[What is needed]
Starting at the first row and ending at the line containing "[700,342,910,547]", rewrite the rows with "fingers spread" updated to "open hand" and everything else unchanged.

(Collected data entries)
----

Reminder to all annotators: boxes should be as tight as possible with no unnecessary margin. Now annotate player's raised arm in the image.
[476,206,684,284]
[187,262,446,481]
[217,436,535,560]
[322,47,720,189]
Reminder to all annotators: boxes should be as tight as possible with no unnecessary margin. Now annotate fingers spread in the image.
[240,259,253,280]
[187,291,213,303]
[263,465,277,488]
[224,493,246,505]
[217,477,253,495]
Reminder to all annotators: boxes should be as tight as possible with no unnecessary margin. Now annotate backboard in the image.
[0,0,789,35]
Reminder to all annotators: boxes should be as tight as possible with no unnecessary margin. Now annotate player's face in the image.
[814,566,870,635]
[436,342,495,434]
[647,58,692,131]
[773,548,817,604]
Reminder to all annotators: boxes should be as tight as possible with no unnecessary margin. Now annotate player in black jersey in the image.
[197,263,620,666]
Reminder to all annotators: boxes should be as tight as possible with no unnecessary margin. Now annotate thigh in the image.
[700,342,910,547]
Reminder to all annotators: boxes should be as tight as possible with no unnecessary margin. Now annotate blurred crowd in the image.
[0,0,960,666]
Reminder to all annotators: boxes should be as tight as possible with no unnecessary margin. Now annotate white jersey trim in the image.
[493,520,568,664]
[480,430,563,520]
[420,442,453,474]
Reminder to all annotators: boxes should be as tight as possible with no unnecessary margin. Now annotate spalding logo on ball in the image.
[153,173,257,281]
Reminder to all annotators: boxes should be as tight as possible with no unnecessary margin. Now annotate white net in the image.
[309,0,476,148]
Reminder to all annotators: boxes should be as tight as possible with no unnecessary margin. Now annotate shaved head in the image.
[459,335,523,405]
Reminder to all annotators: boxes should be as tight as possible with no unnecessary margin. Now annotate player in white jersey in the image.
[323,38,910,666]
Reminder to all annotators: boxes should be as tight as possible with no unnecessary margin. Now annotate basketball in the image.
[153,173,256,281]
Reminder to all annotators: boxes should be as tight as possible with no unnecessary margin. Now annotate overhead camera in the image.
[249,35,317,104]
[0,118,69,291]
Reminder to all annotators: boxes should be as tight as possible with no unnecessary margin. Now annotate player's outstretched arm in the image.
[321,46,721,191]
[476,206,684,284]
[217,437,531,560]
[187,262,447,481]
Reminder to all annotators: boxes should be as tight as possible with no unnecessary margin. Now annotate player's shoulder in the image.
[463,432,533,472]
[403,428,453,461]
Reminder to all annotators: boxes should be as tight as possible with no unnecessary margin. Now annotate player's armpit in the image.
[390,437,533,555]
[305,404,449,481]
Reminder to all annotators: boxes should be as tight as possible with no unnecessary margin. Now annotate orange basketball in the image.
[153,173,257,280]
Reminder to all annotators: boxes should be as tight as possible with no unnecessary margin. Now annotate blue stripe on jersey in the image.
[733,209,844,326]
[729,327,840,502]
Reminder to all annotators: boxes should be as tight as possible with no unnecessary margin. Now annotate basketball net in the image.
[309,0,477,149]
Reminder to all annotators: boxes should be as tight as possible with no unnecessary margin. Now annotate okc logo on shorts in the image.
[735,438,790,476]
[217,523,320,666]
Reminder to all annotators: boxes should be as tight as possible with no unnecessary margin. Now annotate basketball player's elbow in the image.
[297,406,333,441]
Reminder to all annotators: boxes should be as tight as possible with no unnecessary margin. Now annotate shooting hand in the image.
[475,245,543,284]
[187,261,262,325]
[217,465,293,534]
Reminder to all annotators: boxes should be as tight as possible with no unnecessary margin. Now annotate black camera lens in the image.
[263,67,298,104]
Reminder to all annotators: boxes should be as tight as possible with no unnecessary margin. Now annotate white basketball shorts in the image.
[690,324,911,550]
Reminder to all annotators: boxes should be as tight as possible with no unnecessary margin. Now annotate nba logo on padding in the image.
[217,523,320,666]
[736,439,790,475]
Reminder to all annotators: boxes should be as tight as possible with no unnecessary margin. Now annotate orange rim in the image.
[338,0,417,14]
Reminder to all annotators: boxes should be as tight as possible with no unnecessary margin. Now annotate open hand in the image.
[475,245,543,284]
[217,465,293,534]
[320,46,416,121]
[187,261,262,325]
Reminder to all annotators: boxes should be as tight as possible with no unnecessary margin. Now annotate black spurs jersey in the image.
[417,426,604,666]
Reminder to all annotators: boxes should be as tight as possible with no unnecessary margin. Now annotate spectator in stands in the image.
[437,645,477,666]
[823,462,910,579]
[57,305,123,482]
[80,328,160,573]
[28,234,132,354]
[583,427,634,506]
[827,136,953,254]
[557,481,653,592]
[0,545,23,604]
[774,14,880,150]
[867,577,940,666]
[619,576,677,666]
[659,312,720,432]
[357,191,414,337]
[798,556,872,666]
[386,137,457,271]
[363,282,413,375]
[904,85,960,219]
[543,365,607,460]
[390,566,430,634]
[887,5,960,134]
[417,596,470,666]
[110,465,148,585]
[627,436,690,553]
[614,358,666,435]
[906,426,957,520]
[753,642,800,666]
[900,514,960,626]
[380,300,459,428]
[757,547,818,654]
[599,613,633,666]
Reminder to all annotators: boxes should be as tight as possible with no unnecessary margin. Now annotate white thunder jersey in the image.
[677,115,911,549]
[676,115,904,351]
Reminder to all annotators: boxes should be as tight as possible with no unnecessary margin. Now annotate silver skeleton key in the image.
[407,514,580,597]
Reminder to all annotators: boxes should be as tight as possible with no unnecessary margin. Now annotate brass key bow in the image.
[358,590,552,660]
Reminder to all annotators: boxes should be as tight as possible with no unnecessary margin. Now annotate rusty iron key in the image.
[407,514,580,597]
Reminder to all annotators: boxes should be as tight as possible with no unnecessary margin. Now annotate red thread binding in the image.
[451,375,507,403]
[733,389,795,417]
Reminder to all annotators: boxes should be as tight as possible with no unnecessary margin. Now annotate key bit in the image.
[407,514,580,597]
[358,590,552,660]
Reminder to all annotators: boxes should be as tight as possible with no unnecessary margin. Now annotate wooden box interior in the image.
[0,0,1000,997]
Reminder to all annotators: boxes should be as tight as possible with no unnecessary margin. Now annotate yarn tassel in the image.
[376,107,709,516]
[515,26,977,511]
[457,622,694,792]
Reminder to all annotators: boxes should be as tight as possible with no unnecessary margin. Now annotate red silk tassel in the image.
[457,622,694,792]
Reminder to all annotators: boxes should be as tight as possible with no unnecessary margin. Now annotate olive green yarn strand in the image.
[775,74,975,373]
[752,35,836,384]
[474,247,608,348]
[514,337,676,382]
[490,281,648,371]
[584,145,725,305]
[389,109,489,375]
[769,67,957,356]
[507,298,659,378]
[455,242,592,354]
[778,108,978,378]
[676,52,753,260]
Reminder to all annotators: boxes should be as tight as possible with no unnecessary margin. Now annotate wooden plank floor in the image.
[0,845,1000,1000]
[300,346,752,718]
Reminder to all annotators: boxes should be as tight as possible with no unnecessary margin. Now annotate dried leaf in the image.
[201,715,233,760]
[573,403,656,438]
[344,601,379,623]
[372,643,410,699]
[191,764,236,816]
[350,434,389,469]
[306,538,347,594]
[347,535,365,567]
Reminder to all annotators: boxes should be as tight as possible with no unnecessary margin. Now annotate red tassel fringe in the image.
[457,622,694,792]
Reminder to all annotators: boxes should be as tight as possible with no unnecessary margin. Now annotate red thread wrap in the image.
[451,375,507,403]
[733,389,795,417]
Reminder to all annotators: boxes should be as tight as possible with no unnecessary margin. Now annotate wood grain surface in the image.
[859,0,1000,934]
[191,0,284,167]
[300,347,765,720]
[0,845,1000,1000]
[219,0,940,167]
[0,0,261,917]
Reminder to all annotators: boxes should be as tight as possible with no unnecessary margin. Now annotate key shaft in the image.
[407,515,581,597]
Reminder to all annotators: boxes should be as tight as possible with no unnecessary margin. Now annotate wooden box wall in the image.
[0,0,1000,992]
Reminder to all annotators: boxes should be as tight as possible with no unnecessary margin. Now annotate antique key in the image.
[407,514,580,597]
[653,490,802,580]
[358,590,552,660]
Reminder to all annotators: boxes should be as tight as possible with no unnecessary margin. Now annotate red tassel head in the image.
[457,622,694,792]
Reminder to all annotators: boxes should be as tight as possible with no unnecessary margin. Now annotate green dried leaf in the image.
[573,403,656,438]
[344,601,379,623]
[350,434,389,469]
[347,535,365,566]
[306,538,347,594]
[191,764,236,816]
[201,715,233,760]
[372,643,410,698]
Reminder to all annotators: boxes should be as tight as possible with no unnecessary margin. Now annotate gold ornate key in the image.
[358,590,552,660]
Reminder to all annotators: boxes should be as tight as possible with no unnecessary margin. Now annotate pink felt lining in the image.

----

[Completed exercise]
Reminder to all annotators: boxes should be as tight as possible with no unnecessary margin. Now annotate player's raised arm in the image.
[476,206,684,284]
[187,262,446,481]
[217,436,535,560]
[322,47,720,189]
Reminder to all annotators: boxes should be as tight as possible with no unnecessary margin. Now annotate open hand in the image.
[240,259,253,280]
[187,291,213,303]
[263,465,277,488]
[224,493,246,505]
[217,477,253,495]
Reminder to all annotators: boxes should be as tight as possible with no unnecessary margin. Now annotate backboard in the image.
[0,0,789,35]
Reminder to all annotators: boxes should be as tight as possible with no unnecessary margin. Now annotate player's face in the image.
[814,566,870,635]
[436,342,495,434]
[647,58,692,131]
[773,548,817,604]
Reminder to all annotators: boxes should be as tight as possible with no unnecessary margin. Now annotate player in black jersey in the image.
[197,263,620,666]
Reminder to all annotators: boxes should be as tight as possible with no unnecessary margin. Now annotate thigh in the image.
[700,342,910,547]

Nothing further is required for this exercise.